> _Required work_
A verbatim copy of the records is required, with all pictures left out.

> _Coordinate labeling data_
★ ★ ★ ★ ★

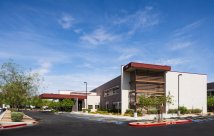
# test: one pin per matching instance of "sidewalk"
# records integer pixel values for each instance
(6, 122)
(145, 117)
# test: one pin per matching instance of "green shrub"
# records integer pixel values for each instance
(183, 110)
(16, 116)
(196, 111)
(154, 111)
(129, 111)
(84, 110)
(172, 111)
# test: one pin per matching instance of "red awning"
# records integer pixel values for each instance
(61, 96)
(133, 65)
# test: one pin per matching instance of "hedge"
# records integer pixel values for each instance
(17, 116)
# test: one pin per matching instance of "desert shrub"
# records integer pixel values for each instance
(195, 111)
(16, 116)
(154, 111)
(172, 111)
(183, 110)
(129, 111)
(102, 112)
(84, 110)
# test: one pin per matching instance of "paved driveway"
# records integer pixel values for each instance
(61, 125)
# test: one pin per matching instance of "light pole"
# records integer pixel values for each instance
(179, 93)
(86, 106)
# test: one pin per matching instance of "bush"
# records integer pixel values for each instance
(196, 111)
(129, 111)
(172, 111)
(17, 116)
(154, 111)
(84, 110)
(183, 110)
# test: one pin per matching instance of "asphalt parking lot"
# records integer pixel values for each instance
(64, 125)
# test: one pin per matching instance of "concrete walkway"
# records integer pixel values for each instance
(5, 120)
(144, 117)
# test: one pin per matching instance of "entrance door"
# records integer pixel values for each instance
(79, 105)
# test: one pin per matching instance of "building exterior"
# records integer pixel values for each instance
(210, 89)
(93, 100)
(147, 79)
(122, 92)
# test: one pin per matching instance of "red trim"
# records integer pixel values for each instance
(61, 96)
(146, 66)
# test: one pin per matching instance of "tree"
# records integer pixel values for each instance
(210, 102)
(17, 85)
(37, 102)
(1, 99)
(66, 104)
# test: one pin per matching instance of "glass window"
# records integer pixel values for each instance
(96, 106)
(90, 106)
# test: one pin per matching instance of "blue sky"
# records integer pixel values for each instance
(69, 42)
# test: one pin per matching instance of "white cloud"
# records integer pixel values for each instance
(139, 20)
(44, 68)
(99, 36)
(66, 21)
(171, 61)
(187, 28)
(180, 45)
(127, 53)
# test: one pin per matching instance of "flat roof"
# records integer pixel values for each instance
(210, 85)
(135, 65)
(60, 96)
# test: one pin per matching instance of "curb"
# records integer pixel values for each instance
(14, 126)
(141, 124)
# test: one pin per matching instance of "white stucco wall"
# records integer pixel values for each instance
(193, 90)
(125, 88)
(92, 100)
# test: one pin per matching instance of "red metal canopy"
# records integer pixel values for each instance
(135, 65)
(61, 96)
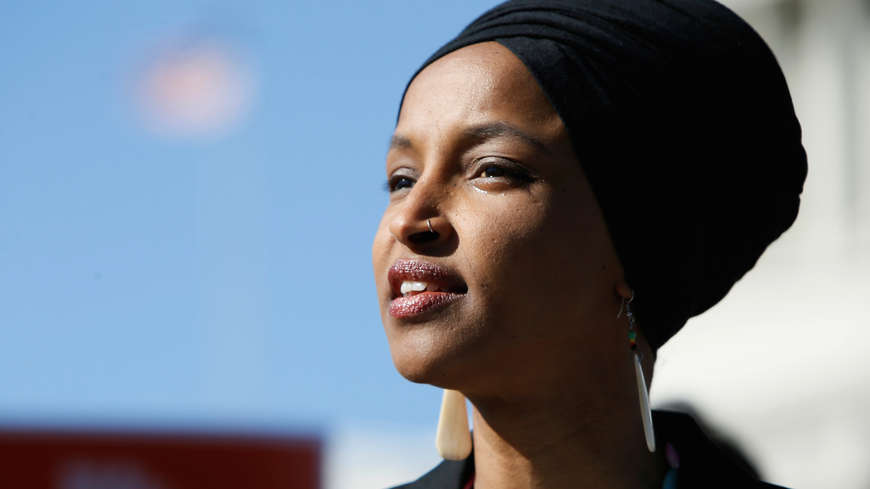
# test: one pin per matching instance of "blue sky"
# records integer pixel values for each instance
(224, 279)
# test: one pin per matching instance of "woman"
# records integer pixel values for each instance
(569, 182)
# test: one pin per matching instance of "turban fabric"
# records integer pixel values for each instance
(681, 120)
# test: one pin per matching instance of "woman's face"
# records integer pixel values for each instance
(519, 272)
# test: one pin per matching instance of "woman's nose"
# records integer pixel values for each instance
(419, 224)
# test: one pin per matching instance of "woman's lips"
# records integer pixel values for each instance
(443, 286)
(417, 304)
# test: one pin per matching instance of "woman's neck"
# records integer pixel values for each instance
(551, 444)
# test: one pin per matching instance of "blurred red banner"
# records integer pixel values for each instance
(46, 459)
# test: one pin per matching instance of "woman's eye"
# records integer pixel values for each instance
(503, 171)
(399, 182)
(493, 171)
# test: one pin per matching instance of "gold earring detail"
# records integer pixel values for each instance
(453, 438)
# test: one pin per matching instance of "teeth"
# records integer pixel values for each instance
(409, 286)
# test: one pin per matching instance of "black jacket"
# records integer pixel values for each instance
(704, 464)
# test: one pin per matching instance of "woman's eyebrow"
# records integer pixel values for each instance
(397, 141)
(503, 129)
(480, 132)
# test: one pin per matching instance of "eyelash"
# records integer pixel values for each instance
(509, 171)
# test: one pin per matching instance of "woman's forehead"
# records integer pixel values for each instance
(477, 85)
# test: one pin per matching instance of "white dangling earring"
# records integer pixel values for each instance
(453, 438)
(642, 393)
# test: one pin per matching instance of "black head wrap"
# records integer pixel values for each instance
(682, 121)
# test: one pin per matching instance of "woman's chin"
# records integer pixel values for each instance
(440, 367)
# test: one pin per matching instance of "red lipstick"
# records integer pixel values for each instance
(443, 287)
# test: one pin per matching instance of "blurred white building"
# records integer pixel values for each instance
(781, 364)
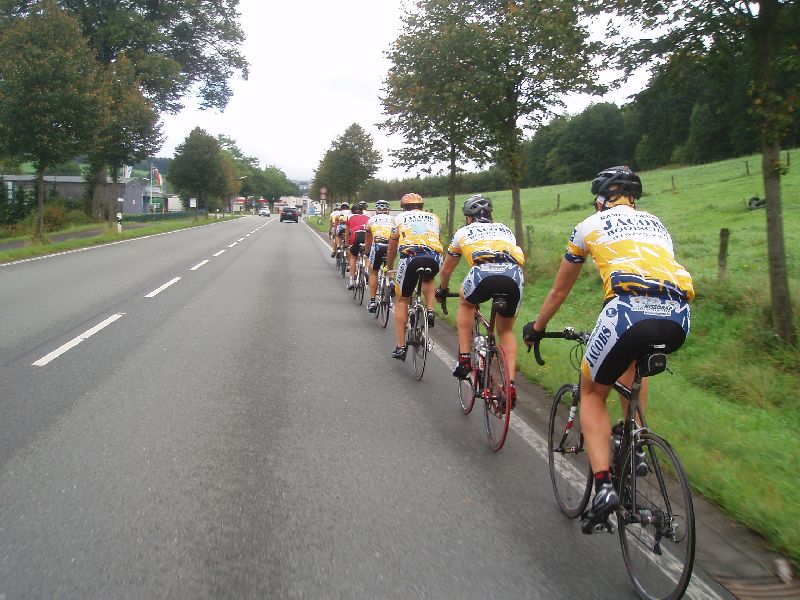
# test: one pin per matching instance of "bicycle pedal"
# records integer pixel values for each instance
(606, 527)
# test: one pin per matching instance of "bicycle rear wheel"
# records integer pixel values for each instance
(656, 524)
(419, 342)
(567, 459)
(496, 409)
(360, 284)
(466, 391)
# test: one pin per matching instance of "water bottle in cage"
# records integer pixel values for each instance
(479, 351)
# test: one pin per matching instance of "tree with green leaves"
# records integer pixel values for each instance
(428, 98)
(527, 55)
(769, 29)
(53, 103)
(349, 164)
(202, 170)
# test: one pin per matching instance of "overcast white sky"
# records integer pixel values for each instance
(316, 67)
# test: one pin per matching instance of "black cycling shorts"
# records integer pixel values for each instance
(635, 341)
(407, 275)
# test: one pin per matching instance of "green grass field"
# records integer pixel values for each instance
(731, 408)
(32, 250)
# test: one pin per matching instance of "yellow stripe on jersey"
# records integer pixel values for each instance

★ ★ ★ ★ ★

> _Result below_
# test: one pin per matching instance of "sidewalk"
# records integer pixel values for each instance
(6, 122)
(145, 117)
# test: one pin per matching instance of "green shrub"
# records integer pixel values for each instance
(183, 110)
(16, 116)
(196, 111)
(154, 111)
(129, 111)
(84, 110)
(172, 111)
# test: one pin per matching instance of "red awning"
# records integer pixel values for each instance
(61, 96)
(133, 65)
# test: one pin per matching instance of "hedge"
# records integer pixel values for each instance
(17, 116)
# test: one pin per matching instance of "desert shrub"
# records integer pixel values for each instance
(195, 111)
(16, 116)
(154, 111)
(172, 111)
(183, 110)
(129, 111)
(102, 112)
(84, 110)
# test: one pin per matching instance of "paved driveway"
# records integer pixel values for each instance
(61, 125)
# test: one pin per matching instance of "light pole"
# records integer pixel values for each instance
(179, 93)
(86, 106)
# test: one pin per matching instance of "bush"
# records integer pixel values for each instance
(196, 111)
(129, 111)
(172, 111)
(17, 116)
(154, 111)
(84, 110)
(183, 110)
# test: one pin per matching instance of "asphalt parking lot"
# records integer pixel values for each instance
(64, 125)
# test: one pin per matching instance of "concrete walkway"
# records integer pixel values for each instance
(5, 120)
(144, 117)
# test: one pin per matching instance of "entrance door"
# records integer pixel values for each instance
(79, 105)
# test: one pin per matching instance of "building exterior"
# records integer pixel values for each instance
(210, 89)
(93, 100)
(147, 79)
(122, 92)
# test: one pin per matching instance of "red trim"
# records integer pixel values for each instance
(61, 96)
(146, 66)
# test: one pin per matching instance of "tree"
# records integer pixel values for each instance
(210, 102)
(17, 85)
(37, 102)
(1, 99)
(66, 104)
# test: one pin per matching instance of "glass window"
# records integer pixel values for each instance
(96, 106)
(90, 106)
# test: one pin per matching instance of "blue sky"
# records integer pixel values for each instance
(69, 42)
# test: one pin per matching instance of "white cloud"
# records integer pixel values for each instance
(139, 20)
(44, 68)
(99, 36)
(66, 21)
(171, 61)
(187, 28)
(180, 45)
(127, 53)
# test: one pin per matching instance of "flat roof"
# records integer pixel values for each instance
(210, 85)
(135, 65)
(60, 96)
# test: one pin per matching instance of "curb"
# records integer pixel values for each instance
(14, 126)
(141, 124)
# test: one pin per matching instance of "white stucco wall"
# records integer pixel values for each instance
(193, 90)
(125, 88)
(92, 100)
# test: one pin per matching instance of "red metal canopy"
# records integer pixel values for each instance
(135, 65)
(61, 96)
# test: one pin per matching instance of "blue sky"
# records integer pixel values for each instance
(224, 279)
# test: one pin per matching instance of "woman"
# records integer pixel values for each instance
(569, 182)
# test: one pin per matching instance of "turban fabric"
# records integer pixel values for each instance
(681, 120)
# test: one pin per matching instance of "woman's face"
# records integer pixel values for each instance
(519, 272)
# test: one pin per matching instance of "woman's nose"
# records integer pixel values for each instance
(419, 224)
# test: one pin per matching instance of "woman's lips"
# records integer pixel values for each instance
(443, 286)
(417, 304)
# test: one pin per matching instance of "woman's neck"
# records integer pixel values for each instance
(551, 444)
# test: one pin per matching instance of "blurred red banner"
# records integer pixel values for each instance
(46, 459)
# test: one pin per matching instance of "woman's eye"
# records integer pixel values for each instance
(503, 171)
(399, 182)
(493, 171)
# test: one pin per matching instance of "gold earring detail"
# records integer pixel values for each instance
(453, 438)
# test: one pin per matching instance of "teeth"
# records integer pixel values for each instance
(409, 286)
# test: one pin per matching instance of "black jacket"
# records integer pixel values for each instance
(704, 464)
# test: one pin per matching instance of "woman's eyebrow"
# records integer pixel values for each instance
(397, 141)
(503, 129)
(480, 132)
# test: one pin per matching instance of "eyelash"
# records integer pixel values for each instance
(509, 171)
# test: one pin per matching instance of "woman's forehead"
# records integer pixel values for each instance
(477, 85)
# test: one pin per matching instance of "white dangling earring"
# records integer pixel values for each instance
(453, 438)
(642, 393)
# test: one pin per matching instance of "black head wrap"
# records integer pixel values for each instance
(682, 121)
# test: one pin per matching instance of "woman's chin"
# records integer pixel values for each instance
(440, 367)
# test: one pin per matching instance of "red lipstick"
# records integer pixel values for each instance
(443, 287)
# test: one pin per matching instance of "blurred white building"
# records integer pixel values for each instance
(781, 364)
# test: one pin per matching instance of "bicycle pedal"
# records integer pixel values for each instance
(606, 527)
# test: one pin per matching instance of "bicycle rear wheel"
# records integer pixel values for each instance
(656, 524)
(419, 342)
(567, 459)
(496, 409)
(360, 284)
(466, 391)
# test: one pin per matching instance of "water bottle in cage"
# records integer pixel values for each instance
(479, 351)
# test: one pin per matching instance of "tree with green leaves"
# records integer pixel values for each instance
(428, 98)
(527, 55)
(769, 29)
(53, 103)
(349, 164)
(202, 170)
# test: one pin per matching instance of "overcast white sky"
# records integer pixel values for each instance
(316, 67)
# test: one pin per matching instance of "black cycling shorts"
# records integer pixel values for each instance
(635, 341)
(407, 275)
# test: one pin per matching instance of "green grass field"
# records integer pixel values for each instance
(731, 408)
(32, 250)
# test: one pin per matching instance of "yellow stripe on jersey"
# records integer pixel values for each instance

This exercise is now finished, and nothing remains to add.